**Set problem**
Please turn the stretch of items from the line containing "Can you find the dark" through the line containing "pixel 284 133", both included, into a JSON list of strings with one string per line and blank lines left out. Use only the lines in that stretch.

**Entries**
↓
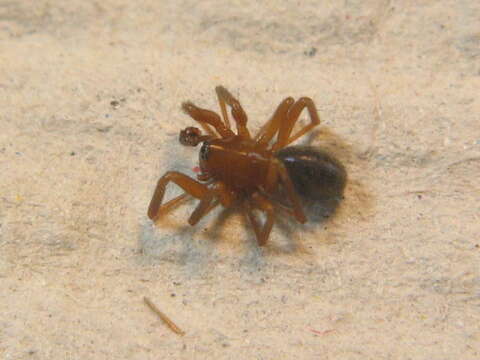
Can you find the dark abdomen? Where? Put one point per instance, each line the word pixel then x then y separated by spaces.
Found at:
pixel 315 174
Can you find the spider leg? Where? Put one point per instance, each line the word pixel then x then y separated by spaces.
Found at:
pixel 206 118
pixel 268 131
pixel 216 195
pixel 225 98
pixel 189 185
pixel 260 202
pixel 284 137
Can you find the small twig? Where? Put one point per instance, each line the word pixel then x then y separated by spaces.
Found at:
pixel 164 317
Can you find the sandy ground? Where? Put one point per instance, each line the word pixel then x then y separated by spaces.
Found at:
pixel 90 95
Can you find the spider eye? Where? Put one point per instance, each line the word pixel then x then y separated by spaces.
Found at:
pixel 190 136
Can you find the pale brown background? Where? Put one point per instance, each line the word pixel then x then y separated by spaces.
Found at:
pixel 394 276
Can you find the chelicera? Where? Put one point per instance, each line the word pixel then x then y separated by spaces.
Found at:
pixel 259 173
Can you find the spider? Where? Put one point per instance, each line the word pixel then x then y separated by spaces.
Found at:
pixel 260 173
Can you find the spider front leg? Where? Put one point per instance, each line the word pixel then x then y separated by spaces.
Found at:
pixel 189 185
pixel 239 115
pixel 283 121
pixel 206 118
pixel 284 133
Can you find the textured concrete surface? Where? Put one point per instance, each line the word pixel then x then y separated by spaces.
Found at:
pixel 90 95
↑
↓
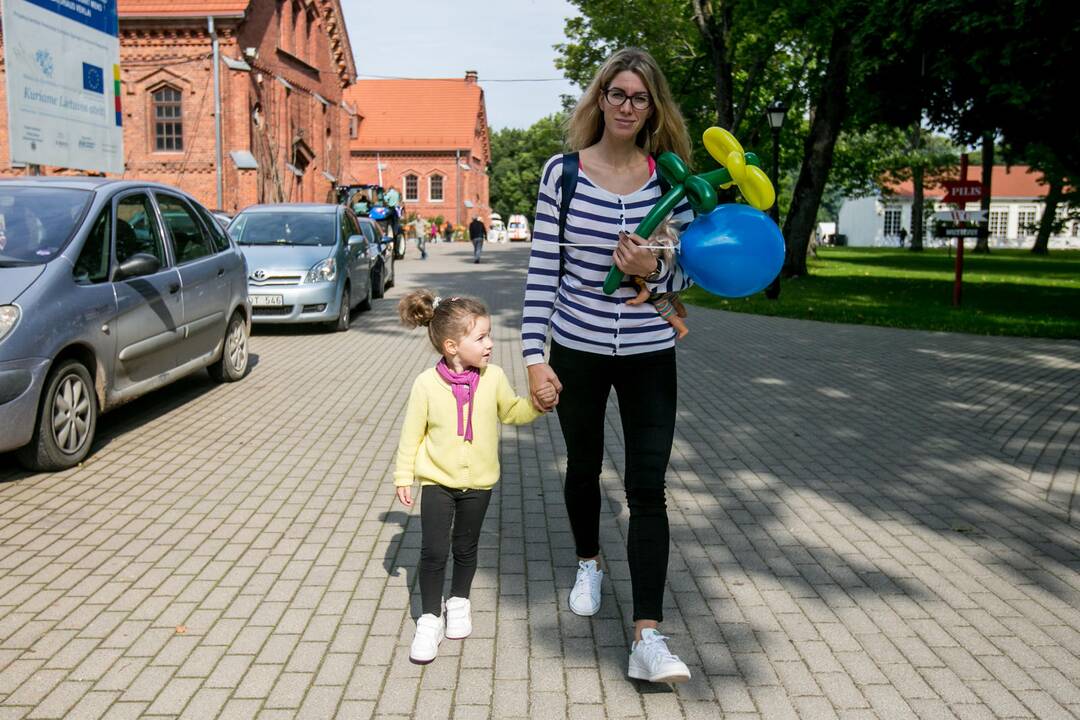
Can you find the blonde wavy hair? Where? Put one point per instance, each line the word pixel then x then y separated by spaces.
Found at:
↑
↓
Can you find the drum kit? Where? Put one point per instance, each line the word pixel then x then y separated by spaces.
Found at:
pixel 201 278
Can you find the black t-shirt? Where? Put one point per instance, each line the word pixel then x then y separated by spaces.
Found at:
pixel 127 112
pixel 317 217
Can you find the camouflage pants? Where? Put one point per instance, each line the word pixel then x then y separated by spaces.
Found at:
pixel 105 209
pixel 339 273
↑
**Answer to the exercise**
[
  "Can you find the dark abdomen? Where? Put one point per instance, each line the word pixel then x then y separated by spaces.",
  "Found at:",
  "pixel 315 174",
  "Can you find the spider leg? Where? Put one point per instance, each line the word pixel then x then y separated by spaces.",
  "Found at:",
  "pixel 206 118",
  "pixel 268 131",
  "pixel 216 195",
  "pixel 225 98",
  "pixel 189 185",
  "pixel 260 202",
  "pixel 284 137",
  "Can you find the small twig? Where? Put one point per instance, each line the word pixel then x then y separated by spaces.",
  "Found at:",
  "pixel 164 317",
  "Can you find the sandy ground? Where? Put one point per instance, each line the word pixel then x then y separated by spaces.",
  "Found at:",
  "pixel 90 95",
  "Can you find the spider eye? Where? Put one point per instance, each line the word pixel then x then y separated by spaces.",
  "Found at:",
  "pixel 190 136",
  "Can you find the pale brown background? Where? Put one point per instance, each line the word pixel then x then y separated by spaces.",
  "Found at:",
  "pixel 394 276",
  "Can you find the chelicera? Where? Put one point per instance, each line the word pixel then x then y separated by spaces.",
  "Found at:",
  "pixel 259 173",
  "Can you find the spider? Where? Put one point per instance, each line the word pixel then x then y separated by spaces.",
  "Found at:",
  "pixel 260 173",
  "Can you find the spider front leg? Where? Put one point per instance, each line the word pixel then x then y separated by spaces.",
  "Found at:",
  "pixel 189 185",
  "pixel 239 115",
  "pixel 283 121",
  "pixel 206 118",
  "pixel 284 133"
]